*** Opening Data supplied ***
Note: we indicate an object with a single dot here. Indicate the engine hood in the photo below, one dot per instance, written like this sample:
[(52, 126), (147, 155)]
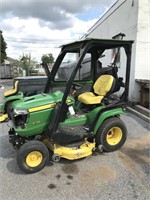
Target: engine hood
[(35, 101)]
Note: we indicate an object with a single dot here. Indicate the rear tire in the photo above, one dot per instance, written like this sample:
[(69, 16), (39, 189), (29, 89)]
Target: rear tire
[(32, 156), (111, 134)]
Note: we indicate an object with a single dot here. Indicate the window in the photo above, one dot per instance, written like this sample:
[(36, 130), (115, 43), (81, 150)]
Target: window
[(115, 51), (69, 63)]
*** Closing Data supplied ***
### Activity
The result should consist solely of the lines from the one that contains "Target: engine hood" to the last line of the records above, reproduced exactly.

### Exercise response
Target: engine hood
[(35, 101)]
Note: we indicate an object with a single dot here. Indicate the rear tire in the photo above, one dot per instance, written like this sample:
[(69, 16), (39, 189), (29, 89)]
Target: rear tire
[(32, 156), (111, 134)]
Note: we indicate an object with a single dot here. Indicate the window in the photo above, one dot per instance, written like this sample:
[(36, 130), (115, 43), (81, 150)]
Target: window
[(115, 51), (69, 63)]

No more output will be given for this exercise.